INSTRUCTIONS TO FOLLOW ->
Only a number is expected: how many lines in the entries that follow contain the word "sign"?

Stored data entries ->
☆ ☆ ☆ ☆ ☆
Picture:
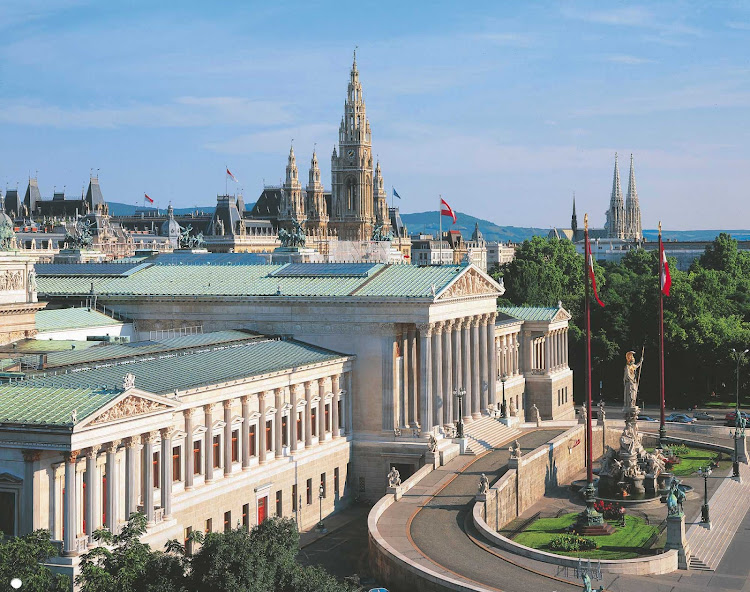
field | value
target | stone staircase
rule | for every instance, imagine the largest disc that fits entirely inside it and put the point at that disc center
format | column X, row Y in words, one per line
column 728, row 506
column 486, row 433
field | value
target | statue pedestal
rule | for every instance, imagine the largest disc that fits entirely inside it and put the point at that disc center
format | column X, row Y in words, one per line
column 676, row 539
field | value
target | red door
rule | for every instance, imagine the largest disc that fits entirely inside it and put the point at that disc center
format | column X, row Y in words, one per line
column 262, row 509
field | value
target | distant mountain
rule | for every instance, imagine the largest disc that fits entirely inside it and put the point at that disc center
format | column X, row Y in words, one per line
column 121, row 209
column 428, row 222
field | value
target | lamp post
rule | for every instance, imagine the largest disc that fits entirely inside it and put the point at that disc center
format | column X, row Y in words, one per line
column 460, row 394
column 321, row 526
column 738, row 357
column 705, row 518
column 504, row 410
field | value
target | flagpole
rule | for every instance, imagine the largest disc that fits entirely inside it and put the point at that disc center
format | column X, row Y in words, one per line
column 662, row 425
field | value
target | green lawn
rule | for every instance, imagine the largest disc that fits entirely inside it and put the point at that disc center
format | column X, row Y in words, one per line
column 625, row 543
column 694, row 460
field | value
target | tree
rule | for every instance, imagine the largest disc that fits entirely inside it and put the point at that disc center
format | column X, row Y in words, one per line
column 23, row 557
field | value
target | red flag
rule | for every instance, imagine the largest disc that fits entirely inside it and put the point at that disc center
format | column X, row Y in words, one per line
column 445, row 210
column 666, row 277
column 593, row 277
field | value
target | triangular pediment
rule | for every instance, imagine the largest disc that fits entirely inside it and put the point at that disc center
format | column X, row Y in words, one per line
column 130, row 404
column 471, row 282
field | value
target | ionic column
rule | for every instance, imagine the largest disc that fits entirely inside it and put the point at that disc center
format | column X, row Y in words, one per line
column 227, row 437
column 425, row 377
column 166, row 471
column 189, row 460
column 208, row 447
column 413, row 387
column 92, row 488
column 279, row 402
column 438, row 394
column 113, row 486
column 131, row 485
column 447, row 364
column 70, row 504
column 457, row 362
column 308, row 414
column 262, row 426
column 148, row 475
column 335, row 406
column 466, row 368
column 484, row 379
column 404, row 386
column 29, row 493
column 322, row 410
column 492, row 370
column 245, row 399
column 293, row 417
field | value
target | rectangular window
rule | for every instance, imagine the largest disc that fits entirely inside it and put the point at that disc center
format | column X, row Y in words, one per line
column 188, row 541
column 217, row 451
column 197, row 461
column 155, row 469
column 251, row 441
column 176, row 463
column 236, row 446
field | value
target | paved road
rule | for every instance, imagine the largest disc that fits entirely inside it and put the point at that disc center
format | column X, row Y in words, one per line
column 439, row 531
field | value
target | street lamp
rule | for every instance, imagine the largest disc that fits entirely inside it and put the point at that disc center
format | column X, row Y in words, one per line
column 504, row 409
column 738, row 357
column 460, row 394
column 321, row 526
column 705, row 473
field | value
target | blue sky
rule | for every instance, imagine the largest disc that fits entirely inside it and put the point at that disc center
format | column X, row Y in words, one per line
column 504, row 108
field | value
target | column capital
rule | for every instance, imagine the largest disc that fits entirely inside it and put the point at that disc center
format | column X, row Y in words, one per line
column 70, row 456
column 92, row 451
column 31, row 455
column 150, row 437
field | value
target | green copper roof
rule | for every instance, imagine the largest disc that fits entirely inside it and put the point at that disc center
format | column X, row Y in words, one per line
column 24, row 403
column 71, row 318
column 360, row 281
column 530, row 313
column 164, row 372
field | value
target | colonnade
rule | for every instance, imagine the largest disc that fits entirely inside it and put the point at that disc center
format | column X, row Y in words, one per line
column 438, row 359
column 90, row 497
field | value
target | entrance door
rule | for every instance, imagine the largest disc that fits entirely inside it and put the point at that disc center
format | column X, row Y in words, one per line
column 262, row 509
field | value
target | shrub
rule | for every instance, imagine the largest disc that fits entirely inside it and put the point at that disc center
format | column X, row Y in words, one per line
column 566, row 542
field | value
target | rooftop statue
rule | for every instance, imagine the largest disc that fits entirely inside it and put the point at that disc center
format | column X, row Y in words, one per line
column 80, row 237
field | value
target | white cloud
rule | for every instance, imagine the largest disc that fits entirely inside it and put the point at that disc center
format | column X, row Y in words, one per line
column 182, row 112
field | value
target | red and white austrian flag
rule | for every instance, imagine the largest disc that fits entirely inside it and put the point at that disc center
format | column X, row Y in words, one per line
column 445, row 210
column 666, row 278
☆ ☆ ☆ ☆ ☆
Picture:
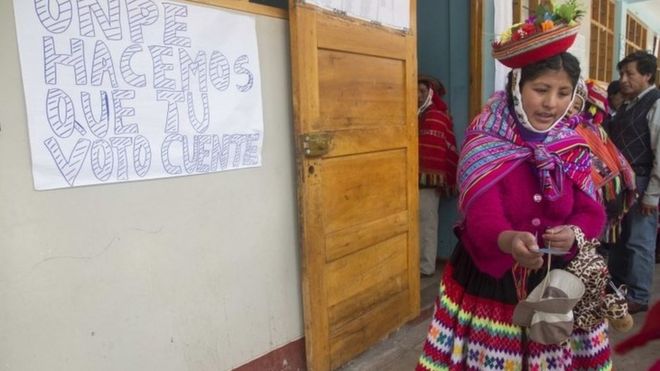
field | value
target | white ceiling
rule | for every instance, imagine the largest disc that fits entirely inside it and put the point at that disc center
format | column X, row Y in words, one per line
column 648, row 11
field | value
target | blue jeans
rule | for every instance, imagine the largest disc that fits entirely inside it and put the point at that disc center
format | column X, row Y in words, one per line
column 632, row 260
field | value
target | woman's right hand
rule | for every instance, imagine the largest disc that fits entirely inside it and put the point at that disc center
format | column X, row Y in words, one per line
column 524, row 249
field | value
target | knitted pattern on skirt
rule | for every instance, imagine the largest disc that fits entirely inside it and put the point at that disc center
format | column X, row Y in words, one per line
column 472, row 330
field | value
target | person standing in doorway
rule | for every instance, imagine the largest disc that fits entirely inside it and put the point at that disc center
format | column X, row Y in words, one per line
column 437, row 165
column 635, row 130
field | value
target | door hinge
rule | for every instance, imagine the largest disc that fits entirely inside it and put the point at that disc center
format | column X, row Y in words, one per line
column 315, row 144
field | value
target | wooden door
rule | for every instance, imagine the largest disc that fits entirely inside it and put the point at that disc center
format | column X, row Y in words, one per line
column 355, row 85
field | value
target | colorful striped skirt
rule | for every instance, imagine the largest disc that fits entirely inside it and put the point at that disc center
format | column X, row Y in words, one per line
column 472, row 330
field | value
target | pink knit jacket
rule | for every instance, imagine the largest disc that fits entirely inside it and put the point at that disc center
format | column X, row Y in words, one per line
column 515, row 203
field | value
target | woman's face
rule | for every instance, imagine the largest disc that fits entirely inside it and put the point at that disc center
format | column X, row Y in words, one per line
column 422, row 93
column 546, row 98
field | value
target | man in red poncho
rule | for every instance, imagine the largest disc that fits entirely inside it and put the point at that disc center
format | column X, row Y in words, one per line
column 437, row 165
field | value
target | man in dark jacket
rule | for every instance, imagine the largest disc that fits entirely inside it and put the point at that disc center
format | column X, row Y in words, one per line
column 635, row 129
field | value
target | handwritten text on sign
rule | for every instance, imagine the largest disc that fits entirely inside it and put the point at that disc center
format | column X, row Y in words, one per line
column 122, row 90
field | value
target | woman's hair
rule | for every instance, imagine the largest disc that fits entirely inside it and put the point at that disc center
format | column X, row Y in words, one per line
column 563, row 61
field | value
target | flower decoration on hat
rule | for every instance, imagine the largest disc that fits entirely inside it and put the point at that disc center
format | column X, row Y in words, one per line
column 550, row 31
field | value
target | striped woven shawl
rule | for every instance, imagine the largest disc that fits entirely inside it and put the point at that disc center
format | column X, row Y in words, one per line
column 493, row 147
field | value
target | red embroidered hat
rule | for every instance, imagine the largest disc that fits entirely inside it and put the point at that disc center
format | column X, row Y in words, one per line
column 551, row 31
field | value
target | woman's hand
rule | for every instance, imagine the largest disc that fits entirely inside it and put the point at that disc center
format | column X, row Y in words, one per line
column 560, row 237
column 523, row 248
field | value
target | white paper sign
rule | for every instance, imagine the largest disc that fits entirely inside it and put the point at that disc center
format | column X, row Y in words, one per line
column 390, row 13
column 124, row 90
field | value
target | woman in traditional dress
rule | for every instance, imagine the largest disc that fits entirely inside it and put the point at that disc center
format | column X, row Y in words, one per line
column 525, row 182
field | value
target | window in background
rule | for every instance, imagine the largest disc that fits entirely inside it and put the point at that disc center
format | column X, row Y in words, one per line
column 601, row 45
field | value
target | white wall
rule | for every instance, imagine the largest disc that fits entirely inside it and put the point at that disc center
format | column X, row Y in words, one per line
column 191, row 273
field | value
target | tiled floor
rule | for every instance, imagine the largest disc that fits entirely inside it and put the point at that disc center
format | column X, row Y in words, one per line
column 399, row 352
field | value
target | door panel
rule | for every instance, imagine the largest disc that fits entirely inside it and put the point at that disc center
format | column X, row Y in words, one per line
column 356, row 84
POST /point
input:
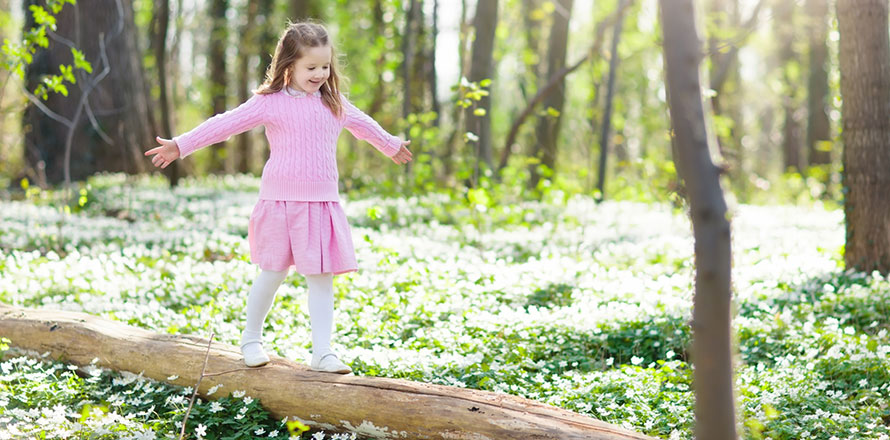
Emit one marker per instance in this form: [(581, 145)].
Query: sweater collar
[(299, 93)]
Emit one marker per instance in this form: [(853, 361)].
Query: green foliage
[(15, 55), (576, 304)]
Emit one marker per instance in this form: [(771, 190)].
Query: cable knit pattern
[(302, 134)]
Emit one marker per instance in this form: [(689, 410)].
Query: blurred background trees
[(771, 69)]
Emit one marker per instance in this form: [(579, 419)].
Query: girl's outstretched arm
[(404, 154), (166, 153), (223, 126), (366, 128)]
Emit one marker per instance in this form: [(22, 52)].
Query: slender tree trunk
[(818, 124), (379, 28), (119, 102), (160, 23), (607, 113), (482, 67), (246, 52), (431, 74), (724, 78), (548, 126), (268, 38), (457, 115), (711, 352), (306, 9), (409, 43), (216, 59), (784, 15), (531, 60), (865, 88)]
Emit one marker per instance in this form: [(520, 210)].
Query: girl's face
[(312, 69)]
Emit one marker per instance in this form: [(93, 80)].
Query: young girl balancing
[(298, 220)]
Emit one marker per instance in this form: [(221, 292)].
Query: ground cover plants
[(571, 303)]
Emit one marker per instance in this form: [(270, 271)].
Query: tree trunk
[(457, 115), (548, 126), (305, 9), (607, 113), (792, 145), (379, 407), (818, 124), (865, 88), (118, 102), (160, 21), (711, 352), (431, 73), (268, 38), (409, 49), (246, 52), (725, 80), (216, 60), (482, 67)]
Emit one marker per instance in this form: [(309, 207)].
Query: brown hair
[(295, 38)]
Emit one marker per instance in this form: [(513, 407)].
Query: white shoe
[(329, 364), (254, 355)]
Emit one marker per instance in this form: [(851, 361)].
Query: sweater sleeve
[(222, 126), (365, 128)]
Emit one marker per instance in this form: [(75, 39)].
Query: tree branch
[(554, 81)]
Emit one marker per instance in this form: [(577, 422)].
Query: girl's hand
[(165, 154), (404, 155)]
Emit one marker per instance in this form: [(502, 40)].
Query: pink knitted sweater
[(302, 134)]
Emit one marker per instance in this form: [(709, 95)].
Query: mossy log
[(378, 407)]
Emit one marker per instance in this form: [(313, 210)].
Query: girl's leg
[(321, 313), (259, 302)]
☆ ☆ ☆ ☆ ☆
EXERCISE SOLUTION ->
2